* begin RECORDS TO PROCESS *

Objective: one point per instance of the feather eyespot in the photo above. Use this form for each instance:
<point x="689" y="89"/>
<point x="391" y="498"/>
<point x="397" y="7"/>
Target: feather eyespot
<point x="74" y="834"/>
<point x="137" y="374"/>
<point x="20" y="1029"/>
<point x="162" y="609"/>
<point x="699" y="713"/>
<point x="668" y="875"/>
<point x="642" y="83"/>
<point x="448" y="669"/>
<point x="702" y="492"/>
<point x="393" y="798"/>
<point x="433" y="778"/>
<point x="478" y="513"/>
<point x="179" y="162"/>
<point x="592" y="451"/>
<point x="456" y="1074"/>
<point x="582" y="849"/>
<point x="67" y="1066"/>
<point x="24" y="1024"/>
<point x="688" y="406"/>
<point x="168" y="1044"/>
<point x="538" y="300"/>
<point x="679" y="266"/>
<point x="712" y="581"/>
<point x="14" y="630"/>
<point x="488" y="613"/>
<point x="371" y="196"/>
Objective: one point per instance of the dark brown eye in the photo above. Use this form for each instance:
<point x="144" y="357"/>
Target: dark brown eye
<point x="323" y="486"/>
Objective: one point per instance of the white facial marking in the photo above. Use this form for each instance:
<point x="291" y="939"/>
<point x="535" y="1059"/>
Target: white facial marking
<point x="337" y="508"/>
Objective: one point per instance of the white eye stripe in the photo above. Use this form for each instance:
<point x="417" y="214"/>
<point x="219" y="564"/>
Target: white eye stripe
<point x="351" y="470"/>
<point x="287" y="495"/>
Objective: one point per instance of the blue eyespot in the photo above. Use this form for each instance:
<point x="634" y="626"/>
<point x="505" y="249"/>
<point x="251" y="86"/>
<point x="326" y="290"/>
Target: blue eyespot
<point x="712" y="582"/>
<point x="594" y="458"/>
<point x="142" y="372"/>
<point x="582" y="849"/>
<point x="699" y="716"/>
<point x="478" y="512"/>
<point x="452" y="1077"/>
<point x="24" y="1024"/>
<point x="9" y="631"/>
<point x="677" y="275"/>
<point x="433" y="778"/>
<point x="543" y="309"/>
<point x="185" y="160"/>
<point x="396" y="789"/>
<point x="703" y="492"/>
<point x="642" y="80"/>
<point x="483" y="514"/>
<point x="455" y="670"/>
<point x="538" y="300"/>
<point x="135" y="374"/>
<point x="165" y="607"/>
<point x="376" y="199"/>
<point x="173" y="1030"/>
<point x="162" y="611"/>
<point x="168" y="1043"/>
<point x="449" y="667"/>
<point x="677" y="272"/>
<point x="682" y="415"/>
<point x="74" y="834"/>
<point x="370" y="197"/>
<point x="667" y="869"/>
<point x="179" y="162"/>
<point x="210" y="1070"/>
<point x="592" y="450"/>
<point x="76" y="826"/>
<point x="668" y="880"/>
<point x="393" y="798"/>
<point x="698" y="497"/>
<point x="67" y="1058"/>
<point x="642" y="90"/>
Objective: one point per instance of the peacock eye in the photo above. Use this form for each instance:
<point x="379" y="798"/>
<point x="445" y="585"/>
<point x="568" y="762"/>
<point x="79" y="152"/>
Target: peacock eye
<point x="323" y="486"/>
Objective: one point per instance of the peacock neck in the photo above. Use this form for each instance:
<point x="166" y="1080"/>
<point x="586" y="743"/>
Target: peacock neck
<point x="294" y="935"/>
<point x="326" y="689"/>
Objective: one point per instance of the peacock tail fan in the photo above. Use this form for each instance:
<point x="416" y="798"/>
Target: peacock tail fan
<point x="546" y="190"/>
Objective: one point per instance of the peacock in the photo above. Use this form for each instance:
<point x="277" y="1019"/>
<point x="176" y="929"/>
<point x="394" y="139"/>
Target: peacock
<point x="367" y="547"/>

* end RECORDS TO PROCESS *

• [GOAL]:
Revise all of the rows above so that every "Objective" reads "Goal", and leave everything else unchanged.

• [RESULT OF THIS TASK]:
Goal: one point per instance of the feather eyespot in the photo above. Use this form for each instance:
<point x="689" y="89"/>
<point x="391" y="498"/>
<point x="397" y="7"/>
Target: feather eyespot
<point x="74" y="834"/>
<point x="137" y="374"/>
<point x="20" y="1029"/>
<point x="162" y="609"/>
<point x="699" y="713"/>
<point x="668" y="875"/>
<point x="642" y="83"/>
<point x="448" y="669"/>
<point x="702" y="492"/>
<point x="393" y="798"/>
<point x="433" y="778"/>
<point x="478" y="513"/>
<point x="179" y="162"/>
<point x="592" y="451"/>
<point x="456" y="1074"/>
<point x="582" y="849"/>
<point x="67" y="1066"/>
<point x="24" y="1024"/>
<point x="688" y="406"/>
<point x="168" y="1044"/>
<point x="538" y="300"/>
<point x="679" y="266"/>
<point x="712" y="581"/>
<point x="14" y="630"/>
<point x="488" y="613"/>
<point x="371" y="196"/>
Goal: one point per instance of the dark brown eye in the photo above. Use this form for each instance:
<point x="144" y="357"/>
Target: dark brown eye
<point x="323" y="486"/>
Goal: one point per instance of the white facial marking in the photo above. Use this form for each instance:
<point x="291" y="939"/>
<point x="535" y="1059"/>
Target: white facial marking
<point x="337" y="508"/>
Goal: one point per instance of the white eye stripe in the photo above. Use this form for each instance:
<point x="417" y="214"/>
<point x="219" y="564"/>
Target: white eye stripe
<point x="351" y="470"/>
<point x="287" y="495"/>
Goal: one point per instance of the blue eyespot in the photo above. Use this form for each instance:
<point x="634" y="626"/>
<point x="505" y="249"/>
<point x="251" y="86"/>
<point x="326" y="290"/>
Target: blue eyespot
<point x="712" y="582"/>
<point x="594" y="458"/>
<point x="142" y="372"/>
<point x="582" y="849"/>
<point x="699" y="716"/>
<point x="478" y="512"/>
<point x="452" y="1077"/>
<point x="24" y="1024"/>
<point x="9" y="631"/>
<point x="677" y="275"/>
<point x="433" y="778"/>
<point x="543" y="309"/>
<point x="185" y="160"/>
<point x="396" y="789"/>
<point x="703" y="492"/>
<point x="642" y="80"/>
<point x="483" y="514"/>
<point x="455" y="670"/>
<point x="538" y="300"/>
<point x="135" y="374"/>
<point x="165" y="607"/>
<point x="376" y="199"/>
<point x="173" y="1030"/>
<point x="162" y="611"/>
<point x="168" y="1043"/>
<point x="449" y="667"/>
<point x="677" y="272"/>
<point x="682" y="415"/>
<point x="74" y="834"/>
<point x="370" y="197"/>
<point x="667" y="869"/>
<point x="179" y="162"/>
<point x="210" y="1070"/>
<point x="592" y="450"/>
<point x="76" y="826"/>
<point x="668" y="880"/>
<point x="393" y="798"/>
<point x="698" y="497"/>
<point x="67" y="1058"/>
<point x="642" y="90"/>
Goal: one point per instance of the peacock eye in the photo above. Use this form for each instance:
<point x="379" y="798"/>
<point x="445" y="585"/>
<point x="568" y="762"/>
<point x="79" y="152"/>
Target: peacock eye
<point x="323" y="486"/>
Goal: one point per instance of the peacock neck in the photo above. Use this form for each instance:
<point x="166" y="1080"/>
<point x="586" y="743"/>
Target: peacock neck
<point x="294" y="935"/>
<point x="326" y="689"/>
Goal: one point per instance of the peacock tail fan in the photo above. Use this form for each instance:
<point x="416" y="798"/>
Target: peacock tail fan
<point x="546" y="190"/>
Goal: one point per instance of the peacock in the photo above. Use this form for each instance:
<point x="277" y="1019"/>
<point x="176" y="929"/>
<point x="394" y="139"/>
Target: peacock
<point x="367" y="547"/>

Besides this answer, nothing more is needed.